Extracted text:
§ §
Note that these are only the most significant factors affecting interchange rates. Many other minor factors can influence your interchange costs. For a deeper dive into rate specifics, we highly recommend that you take a look at the Visa USA Interchange Reimbursement Fees and the Mastercard 2019–2020 U.S. Region Interchange Programs and Rates. These documents break down every possible interchange fee to which your transactions might be subject. Visa and Mastercard update their interchange rates twice a year (usually in April and October), so if the link above doesn’t work, do a Google search instead. You can also find the rates for Discover and American Express online with a little searching.
Interchange fees also vary by country, with rates in the United States usually being the highest. The main reason for this is that there are currently no legal limits on how much the banks can charge for interchange fees in the US. While competition between the various credit card associations has helped keep US interchange rates from getting too high, the general trend has been upward. Average interchange rates have more than doubled within the last ten years. This steep increase in interchange fees led the European Union to impose strict limits in 2015. Since then, interchange rates are limited to a maximum of 0.2% for debit cards and 0.3% for credit cards in EU countries. Unfortunately, the chances of such a consumer-friendly law being passed in the United States in the foreseeable future are quite low.
§ §
Available data:
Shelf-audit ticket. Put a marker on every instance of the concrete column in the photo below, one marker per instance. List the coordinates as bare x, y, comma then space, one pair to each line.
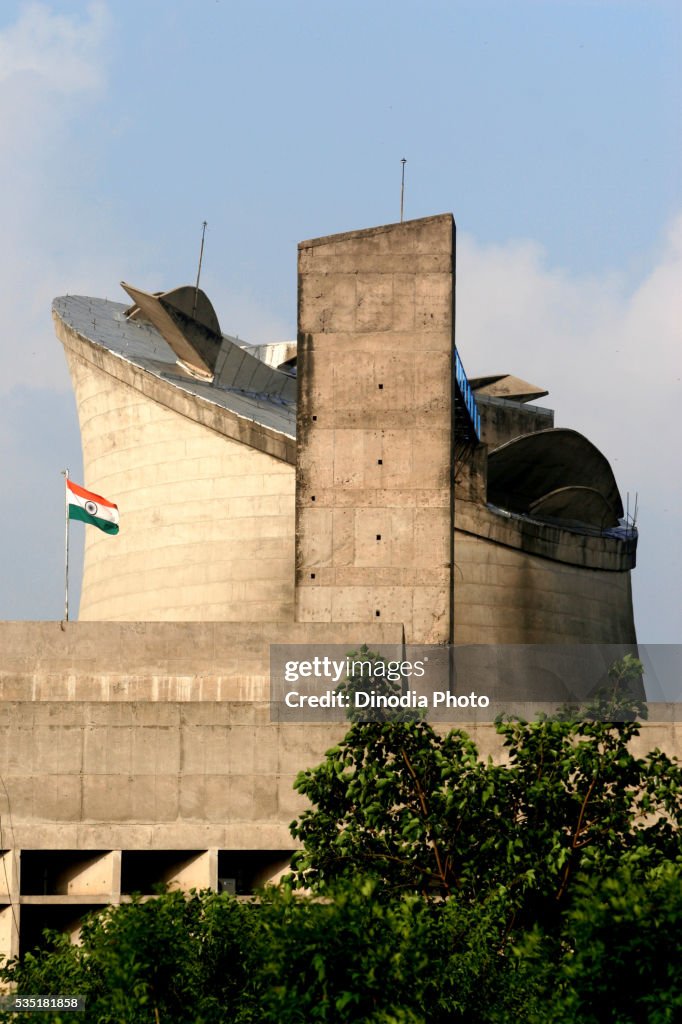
374, 480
§ §
Task: Extend the passage on credit card interchange fees, picking up after its final sentence.

Task answer:
What’s The Average Interchange Fee?
In trying to come up with a reasonably accurate estimate of your processing costs, it’s very helpful to have an idea of what your average interchange fee will be. As we’ve noted above, the average interchange fee is 1.8% for credit cards and 0.3% for debit cards in the United States. That was easy, right?
Well, no. Those simple numbers don’t even come close to telling the whole story. They merely reflect the average of all possible interchange rates charged by all of the major credit card associations. It’s extremely unlikely that every single one of those rates will apply to your business, let alone that they’ll be evenly distributed among all of your transactions. For a more accurate analysis, you’ll have to look at the interchange rates that apply to your business and analyze your actual interchange costs over time. If you’re on an interchange-plus or membership pricing plan, this won’t be too hard to do, as your interchange costs should be broken out right on your monthly processing statement.
However, if you’re on a tiered or flat-rate pricing plan, it will be nearly impossible to come up with an accurate estimate of your average interchange fee. That’s because these pricing plans lump the interchange fees and your provider’s markup together into a single rate, making it extremely difficult to separate the two costs. You would have to go into each credit card association’s interchange fee schedule and manually determine which rate applied to each transaction — something most business owners won’t have time to attempt.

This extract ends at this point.